-- Start GIVEN DATA --
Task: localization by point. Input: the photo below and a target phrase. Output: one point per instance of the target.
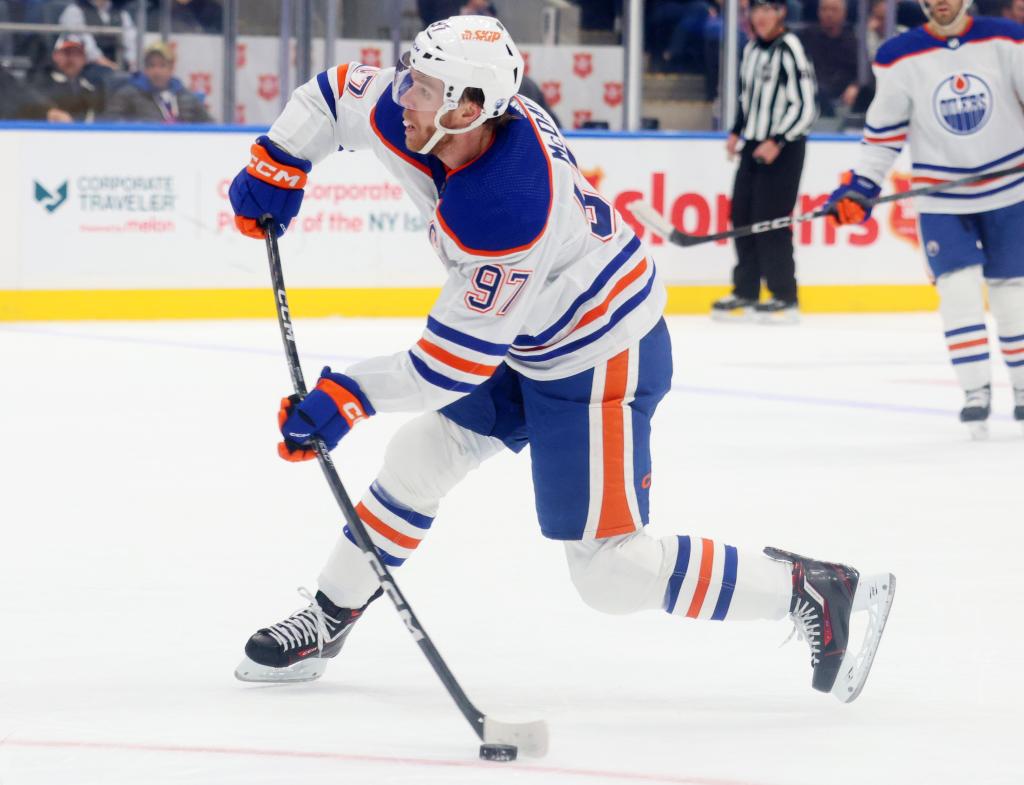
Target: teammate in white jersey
(548, 332)
(953, 90)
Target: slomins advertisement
(138, 210)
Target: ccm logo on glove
(329, 412)
(264, 168)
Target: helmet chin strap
(441, 130)
(953, 26)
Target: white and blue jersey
(543, 274)
(957, 101)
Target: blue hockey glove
(328, 412)
(850, 202)
(271, 184)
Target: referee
(776, 108)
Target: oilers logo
(963, 103)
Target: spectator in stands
(61, 94)
(155, 95)
(993, 8)
(479, 7)
(433, 10)
(13, 95)
(194, 15)
(103, 50)
(833, 48)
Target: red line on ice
(344, 756)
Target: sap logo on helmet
(963, 103)
(267, 171)
(489, 36)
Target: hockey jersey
(957, 101)
(543, 273)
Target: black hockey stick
(530, 738)
(650, 217)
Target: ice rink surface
(148, 528)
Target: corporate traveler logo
(963, 103)
(51, 201)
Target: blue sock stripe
(962, 331)
(390, 561)
(678, 573)
(409, 516)
(728, 584)
(972, 358)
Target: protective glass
(416, 90)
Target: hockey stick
(650, 217)
(531, 738)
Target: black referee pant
(761, 192)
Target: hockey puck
(499, 751)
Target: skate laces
(302, 627)
(979, 397)
(807, 626)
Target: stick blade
(530, 738)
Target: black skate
(977, 406)
(824, 598)
(298, 648)
(732, 308)
(777, 312)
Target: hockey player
(953, 89)
(548, 332)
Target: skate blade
(875, 595)
(979, 430)
(306, 670)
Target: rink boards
(113, 222)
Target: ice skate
(824, 598)
(298, 648)
(776, 312)
(977, 405)
(732, 308)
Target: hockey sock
(963, 308)
(711, 580)
(1006, 297)
(686, 576)
(396, 530)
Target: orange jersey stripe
(342, 75)
(704, 579)
(600, 310)
(615, 516)
(454, 360)
(383, 529)
(966, 344)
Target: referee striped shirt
(776, 91)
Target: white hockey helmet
(461, 52)
(926, 6)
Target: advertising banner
(137, 210)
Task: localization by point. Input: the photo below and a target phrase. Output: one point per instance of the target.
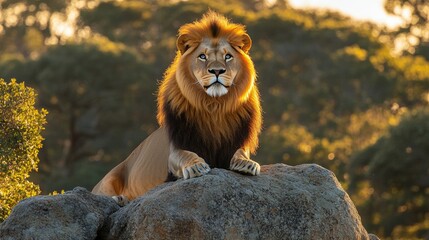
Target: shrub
(20, 141)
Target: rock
(77, 214)
(284, 202)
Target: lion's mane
(212, 127)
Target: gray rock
(77, 214)
(284, 202)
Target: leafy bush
(396, 172)
(20, 141)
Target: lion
(209, 113)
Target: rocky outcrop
(284, 202)
(77, 214)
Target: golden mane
(198, 130)
(216, 117)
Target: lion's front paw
(195, 170)
(121, 200)
(246, 166)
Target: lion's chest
(214, 141)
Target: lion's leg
(186, 164)
(112, 185)
(241, 162)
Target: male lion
(208, 111)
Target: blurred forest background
(350, 96)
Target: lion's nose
(217, 72)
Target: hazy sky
(372, 10)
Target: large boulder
(77, 214)
(284, 202)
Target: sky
(372, 10)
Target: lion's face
(214, 66)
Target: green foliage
(20, 140)
(396, 168)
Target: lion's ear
(247, 43)
(182, 43)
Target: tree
(395, 174)
(415, 30)
(20, 140)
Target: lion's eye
(228, 57)
(202, 57)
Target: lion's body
(208, 110)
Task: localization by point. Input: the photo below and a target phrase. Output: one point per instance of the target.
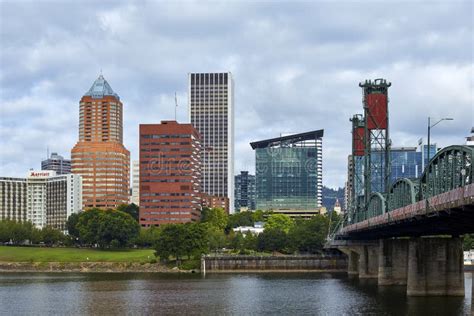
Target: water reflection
(221, 294)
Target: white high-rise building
(211, 112)
(52, 198)
(135, 197)
(13, 198)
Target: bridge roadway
(449, 213)
(417, 245)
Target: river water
(214, 294)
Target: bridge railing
(451, 168)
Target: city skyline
(290, 76)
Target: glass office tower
(289, 172)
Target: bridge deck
(447, 213)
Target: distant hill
(330, 196)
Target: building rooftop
(101, 88)
(295, 138)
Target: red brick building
(212, 201)
(170, 173)
(99, 156)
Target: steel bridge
(440, 202)
(407, 232)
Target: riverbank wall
(241, 263)
(101, 267)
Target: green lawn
(43, 254)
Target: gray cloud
(296, 68)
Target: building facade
(135, 195)
(170, 173)
(13, 199)
(245, 192)
(289, 172)
(212, 201)
(52, 198)
(100, 156)
(211, 112)
(57, 163)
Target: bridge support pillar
(393, 262)
(435, 267)
(368, 261)
(353, 264)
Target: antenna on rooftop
(176, 104)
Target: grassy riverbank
(43, 254)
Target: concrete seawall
(87, 267)
(216, 264)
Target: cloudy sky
(296, 67)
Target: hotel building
(57, 163)
(170, 173)
(13, 198)
(211, 112)
(43, 198)
(99, 156)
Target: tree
(308, 236)
(5, 230)
(258, 216)
(468, 242)
(117, 227)
(217, 239)
(178, 240)
(279, 221)
(51, 236)
(148, 237)
(170, 242)
(251, 242)
(196, 239)
(71, 225)
(131, 209)
(216, 217)
(104, 227)
(237, 242)
(88, 226)
(240, 219)
(272, 240)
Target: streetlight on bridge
(430, 126)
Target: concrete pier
(353, 263)
(435, 267)
(368, 262)
(393, 262)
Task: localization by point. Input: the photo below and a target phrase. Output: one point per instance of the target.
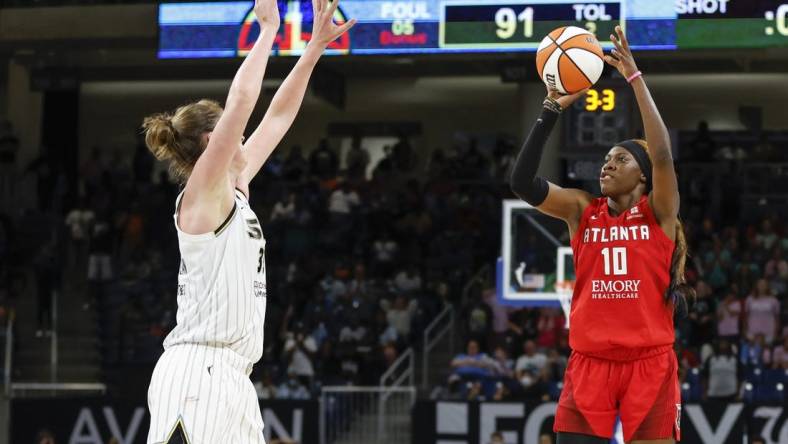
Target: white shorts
(206, 392)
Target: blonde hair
(679, 292)
(178, 137)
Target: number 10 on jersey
(617, 257)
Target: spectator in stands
(323, 161)
(478, 317)
(47, 272)
(400, 313)
(408, 280)
(780, 355)
(701, 316)
(755, 353)
(504, 366)
(292, 388)
(328, 365)
(333, 288)
(299, 349)
(703, 147)
(99, 258)
(295, 165)
(762, 313)
(356, 161)
(359, 285)
(728, 315)
(342, 203)
(776, 270)
(717, 262)
(384, 253)
(721, 373)
(385, 332)
(79, 221)
(353, 334)
(530, 365)
(284, 209)
(473, 364)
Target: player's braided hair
(178, 137)
(678, 292)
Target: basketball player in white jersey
(200, 392)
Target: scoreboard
(229, 29)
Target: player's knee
(577, 438)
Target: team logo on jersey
(253, 229)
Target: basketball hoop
(565, 289)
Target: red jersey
(622, 269)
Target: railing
(9, 350)
(364, 415)
(51, 389)
(400, 371)
(444, 321)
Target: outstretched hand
(620, 57)
(324, 30)
(267, 13)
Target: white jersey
(221, 285)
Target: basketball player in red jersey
(629, 253)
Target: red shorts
(642, 388)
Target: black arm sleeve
(524, 182)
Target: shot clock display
(228, 28)
(602, 119)
(600, 100)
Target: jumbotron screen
(228, 29)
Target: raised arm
(210, 177)
(664, 198)
(563, 203)
(287, 100)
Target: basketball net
(565, 290)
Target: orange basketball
(569, 59)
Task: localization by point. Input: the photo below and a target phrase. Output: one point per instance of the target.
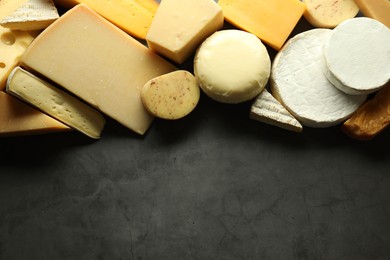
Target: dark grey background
(214, 185)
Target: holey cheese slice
(98, 62)
(298, 82)
(357, 56)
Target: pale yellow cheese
(55, 102)
(180, 26)
(18, 118)
(99, 63)
(12, 46)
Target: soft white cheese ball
(232, 66)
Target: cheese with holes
(329, 13)
(272, 21)
(357, 56)
(12, 46)
(98, 62)
(18, 118)
(180, 26)
(298, 82)
(232, 66)
(32, 15)
(55, 102)
(268, 110)
(132, 16)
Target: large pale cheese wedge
(55, 102)
(357, 56)
(329, 13)
(98, 62)
(377, 9)
(132, 16)
(372, 118)
(272, 21)
(32, 15)
(232, 66)
(19, 118)
(12, 46)
(268, 110)
(298, 82)
(180, 26)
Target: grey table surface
(213, 185)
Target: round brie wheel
(298, 82)
(232, 66)
(357, 56)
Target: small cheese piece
(329, 13)
(99, 63)
(32, 15)
(232, 66)
(268, 110)
(377, 9)
(180, 26)
(18, 118)
(298, 82)
(12, 46)
(55, 102)
(132, 16)
(272, 21)
(372, 118)
(357, 56)
(171, 96)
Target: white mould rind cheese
(298, 82)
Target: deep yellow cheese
(132, 16)
(98, 62)
(18, 118)
(271, 21)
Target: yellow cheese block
(12, 46)
(18, 118)
(271, 21)
(98, 62)
(132, 16)
(180, 26)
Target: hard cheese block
(132, 16)
(272, 21)
(98, 62)
(180, 26)
(12, 46)
(55, 102)
(32, 15)
(18, 118)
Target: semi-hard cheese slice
(377, 9)
(12, 46)
(268, 110)
(19, 118)
(298, 82)
(329, 13)
(180, 26)
(171, 96)
(132, 16)
(272, 21)
(32, 15)
(55, 102)
(98, 62)
(357, 56)
(232, 66)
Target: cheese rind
(268, 110)
(232, 66)
(18, 118)
(180, 26)
(298, 82)
(55, 102)
(357, 56)
(99, 63)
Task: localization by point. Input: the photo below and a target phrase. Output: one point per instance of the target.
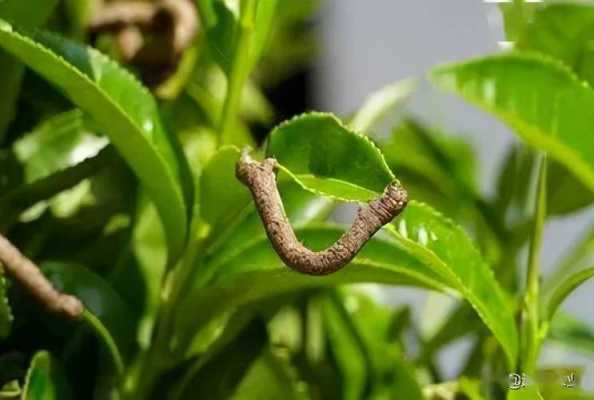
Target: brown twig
(260, 177)
(176, 19)
(28, 274)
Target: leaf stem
(239, 69)
(104, 335)
(531, 317)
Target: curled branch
(175, 18)
(28, 274)
(260, 178)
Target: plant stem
(531, 318)
(239, 70)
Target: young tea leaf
(121, 107)
(564, 290)
(29, 15)
(5, 311)
(539, 98)
(325, 157)
(45, 379)
(445, 247)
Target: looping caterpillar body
(260, 178)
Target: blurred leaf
(5, 311)
(514, 186)
(379, 103)
(45, 379)
(30, 15)
(528, 393)
(573, 333)
(576, 258)
(222, 375)
(564, 289)
(390, 375)
(56, 144)
(515, 14)
(564, 31)
(272, 377)
(98, 297)
(79, 15)
(541, 100)
(221, 37)
(11, 390)
(325, 157)
(429, 236)
(566, 193)
(446, 163)
(127, 113)
(208, 87)
(148, 246)
(255, 272)
(221, 196)
(349, 353)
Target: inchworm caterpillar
(28, 274)
(260, 178)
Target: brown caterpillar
(260, 178)
(28, 274)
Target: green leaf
(58, 143)
(11, 390)
(446, 163)
(563, 31)
(390, 375)
(127, 113)
(30, 15)
(447, 249)
(223, 33)
(98, 297)
(325, 157)
(272, 377)
(573, 333)
(564, 290)
(45, 379)
(221, 196)
(566, 193)
(539, 98)
(514, 184)
(527, 393)
(5, 311)
(345, 344)
(151, 257)
(254, 272)
(221, 376)
(379, 103)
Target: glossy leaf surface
(123, 109)
(325, 157)
(539, 98)
(30, 15)
(45, 379)
(447, 249)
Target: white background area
(365, 45)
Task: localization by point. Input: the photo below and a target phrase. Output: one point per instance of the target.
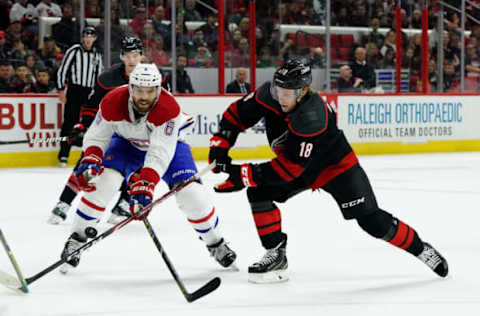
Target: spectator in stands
(274, 43)
(66, 32)
(18, 53)
(161, 28)
(48, 52)
(147, 32)
(362, 70)
(451, 78)
(210, 31)
(43, 83)
(21, 82)
(341, 18)
(348, 83)
(416, 19)
(374, 36)
(432, 75)
(389, 43)
(244, 27)
(14, 33)
(31, 63)
(472, 62)
(388, 61)
(241, 57)
(190, 13)
(183, 81)
(359, 16)
(48, 8)
(155, 52)
(5, 76)
(240, 84)
(203, 58)
(265, 58)
(22, 11)
(139, 20)
(93, 9)
(182, 35)
(196, 42)
(4, 50)
(373, 57)
(317, 57)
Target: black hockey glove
(240, 176)
(219, 148)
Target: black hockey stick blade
(208, 288)
(16, 284)
(34, 140)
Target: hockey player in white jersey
(136, 135)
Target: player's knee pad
(107, 185)
(194, 200)
(377, 223)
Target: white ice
(335, 268)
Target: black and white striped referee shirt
(79, 67)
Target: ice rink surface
(335, 268)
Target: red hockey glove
(89, 168)
(219, 148)
(140, 188)
(240, 176)
(76, 136)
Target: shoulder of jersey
(263, 96)
(311, 119)
(166, 109)
(114, 104)
(112, 78)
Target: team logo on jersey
(169, 128)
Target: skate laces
(430, 257)
(62, 207)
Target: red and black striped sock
(405, 237)
(269, 224)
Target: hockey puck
(91, 232)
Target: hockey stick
(35, 140)
(7, 279)
(211, 286)
(111, 230)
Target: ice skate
(119, 212)
(272, 268)
(59, 213)
(223, 254)
(434, 260)
(74, 242)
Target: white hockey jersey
(156, 133)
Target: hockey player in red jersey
(311, 153)
(135, 136)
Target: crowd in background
(28, 66)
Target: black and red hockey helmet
(131, 44)
(294, 74)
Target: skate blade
(54, 220)
(115, 219)
(232, 268)
(66, 268)
(277, 276)
(11, 282)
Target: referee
(79, 70)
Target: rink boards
(374, 124)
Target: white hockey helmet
(145, 75)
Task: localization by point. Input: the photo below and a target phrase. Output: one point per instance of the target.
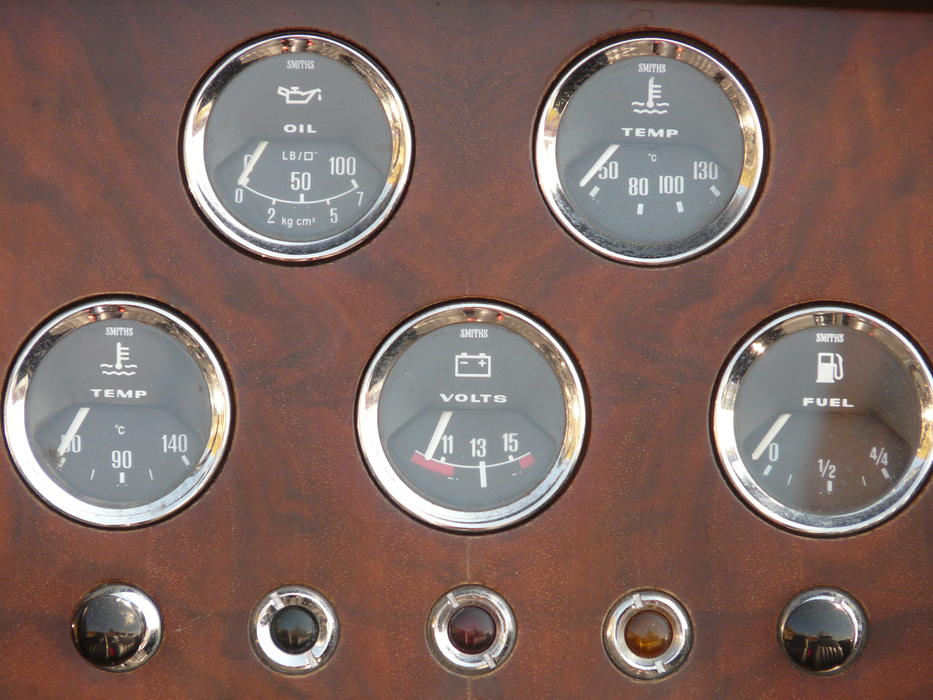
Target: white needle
(770, 435)
(243, 180)
(600, 162)
(438, 433)
(72, 429)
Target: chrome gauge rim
(193, 145)
(379, 463)
(16, 431)
(738, 473)
(603, 242)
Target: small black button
(294, 629)
(472, 629)
(108, 630)
(822, 630)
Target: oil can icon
(829, 368)
(476, 366)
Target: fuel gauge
(824, 420)
(471, 416)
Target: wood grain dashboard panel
(92, 202)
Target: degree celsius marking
(303, 200)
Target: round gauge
(823, 420)
(649, 150)
(117, 412)
(297, 147)
(471, 416)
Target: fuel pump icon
(829, 369)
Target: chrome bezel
(723, 421)
(841, 601)
(148, 612)
(265, 648)
(194, 134)
(631, 663)
(32, 354)
(607, 243)
(452, 658)
(367, 416)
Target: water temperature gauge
(823, 420)
(649, 150)
(471, 416)
(297, 147)
(117, 412)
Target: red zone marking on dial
(434, 465)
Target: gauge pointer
(600, 162)
(243, 180)
(71, 432)
(438, 434)
(771, 434)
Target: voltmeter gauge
(471, 416)
(297, 147)
(117, 412)
(823, 420)
(649, 150)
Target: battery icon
(474, 366)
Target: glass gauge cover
(117, 412)
(823, 420)
(297, 147)
(649, 150)
(471, 416)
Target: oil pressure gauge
(297, 147)
(823, 420)
(117, 412)
(471, 416)
(649, 150)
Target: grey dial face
(640, 154)
(304, 148)
(828, 417)
(124, 415)
(474, 416)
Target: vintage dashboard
(489, 349)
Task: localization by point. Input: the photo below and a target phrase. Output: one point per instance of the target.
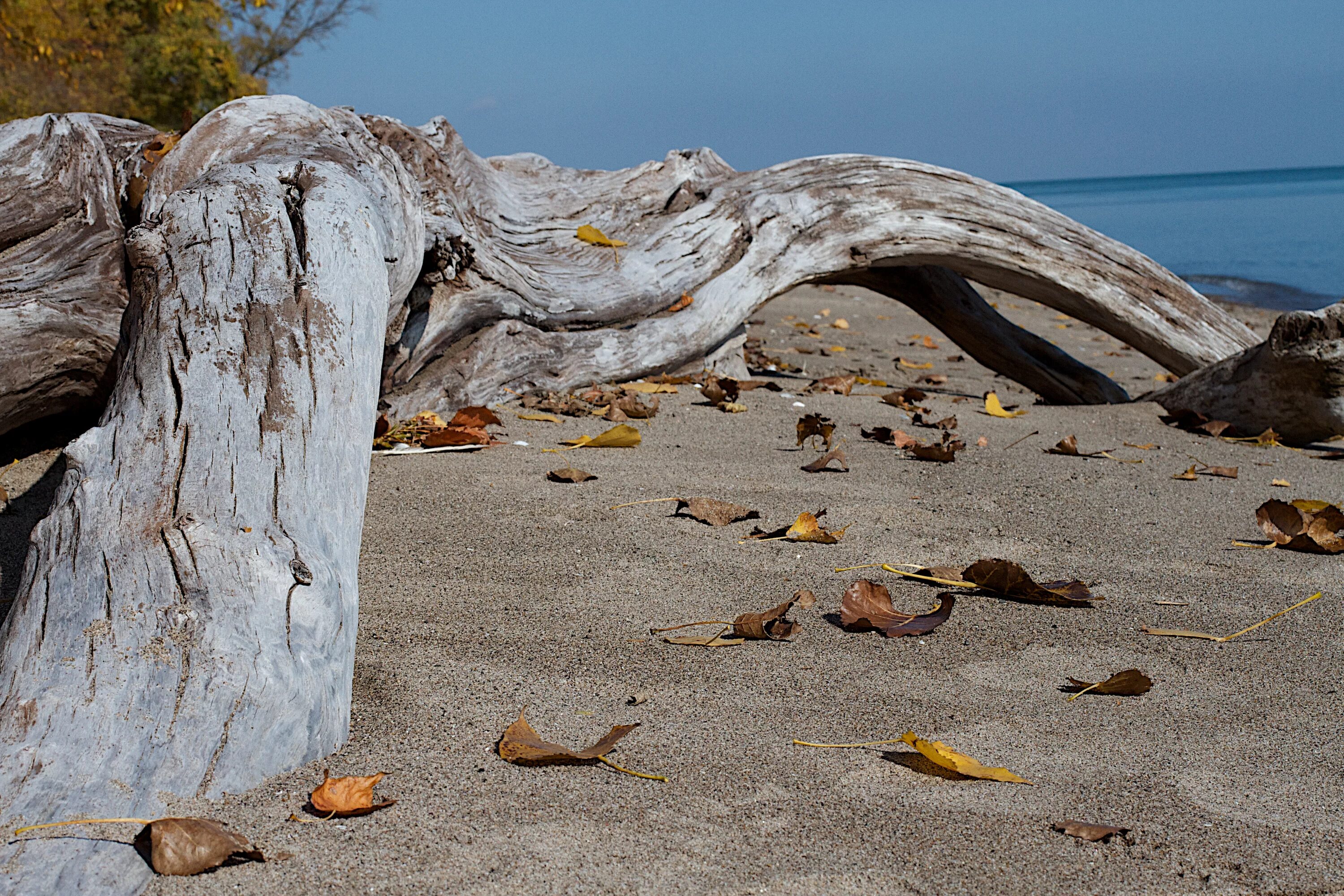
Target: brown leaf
(718, 390)
(1088, 831)
(569, 474)
(866, 606)
(1011, 581)
(350, 796)
(1131, 683)
(456, 436)
(773, 624)
(193, 845)
(715, 512)
(475, 417)
(835, 385)
(820, 464)
(522, 746)
(816, 426)
(682, 303)
(1303, 526)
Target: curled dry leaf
(1011, 581)
(1303, 526)
(682, 303)
(834, 385)
(994, 408)
(773, 625)
(866, 606)
(816, 426)
(620, 436)
(820, 464)
(944, 755)
(715, 512)
(1088, 831)
(569, 474)
(193, 845)
(590, 234)
(350, 796)
(522, 746)
(1131, 683)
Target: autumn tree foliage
(160, 62)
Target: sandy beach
(486, 589)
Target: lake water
(1269, 238)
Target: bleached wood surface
(187, 618)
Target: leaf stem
(81, 821)
(633, 503)
(687, 625)
(638, 774)
(866, 743)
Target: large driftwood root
(186, 624)
(511, 300)
(1293, 382)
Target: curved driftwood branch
(511, 299)
(1293, 382)
(186, 624)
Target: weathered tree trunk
(186, 624)
(62, 280)
(1293, 382)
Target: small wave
(1279, 297)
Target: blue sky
(1007, 90)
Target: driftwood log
(186, 621)
(187, 618)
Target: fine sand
(487, 589)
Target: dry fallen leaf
(193, 845)
(1011, 581)
(866, 606)
(816, 426)
(1303, 526)
(682, 303)
(820, 464)
(773, 625)
(350, 796)
(836, 385)
(1131, 683)
(620, 436)
(569, 474)
(995, 409)
(715, 512)
(593, 236)
(1088, 831)
(522, 746)
(948, 758)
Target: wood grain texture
(1293, 382)
(186, 624)
(62, 284)
(510, 299)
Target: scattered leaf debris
(866, 606)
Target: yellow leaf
(590, 234)
(619, 436)
(948, 758)
(995, 409)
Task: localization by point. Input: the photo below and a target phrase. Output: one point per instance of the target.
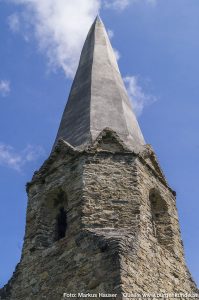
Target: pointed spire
(98, 98)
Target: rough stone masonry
(101, 219)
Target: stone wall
(122, 228)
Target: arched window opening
(61, 224)
(161, 222)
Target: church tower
(101, 217)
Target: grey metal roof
(98, 98)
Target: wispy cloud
(59, 27)
(138, 97)
(9, 157)
(4, 87)
(123, 4)
(14, 22)
(117, 4)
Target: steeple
(98, 98)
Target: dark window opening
(61, 224)
(161, 222)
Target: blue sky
(158, 45)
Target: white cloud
(123, 4)
(16, 160)
(117, 4)
(60, 28)
(14, 22)
(117, 53)
(4, 87)
(136, 94)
-- End GIVEN DATA --
▶ [TASK TO CARRY OUT]
Can you format the rows from the line containing "Target: dark window opening" through the end of the rows, that line included, as a JSON list of strings with one string per line and blank lines omitted?

▶ [THE OUTPUT]
[
  "Target: dark window opening",
  "(61, 224)",
  "(161, 222)",
  "Target: blue sky",
  "(158, 45)",
  "Target: white cloud",
  "(123, 4)",
  "(16, 160)",
  "(117, 4)",
  "(60, 28)",
  "(14, 22)",
  "(117, 53)",
  "(4, 87)",
  "(136, 94)"
]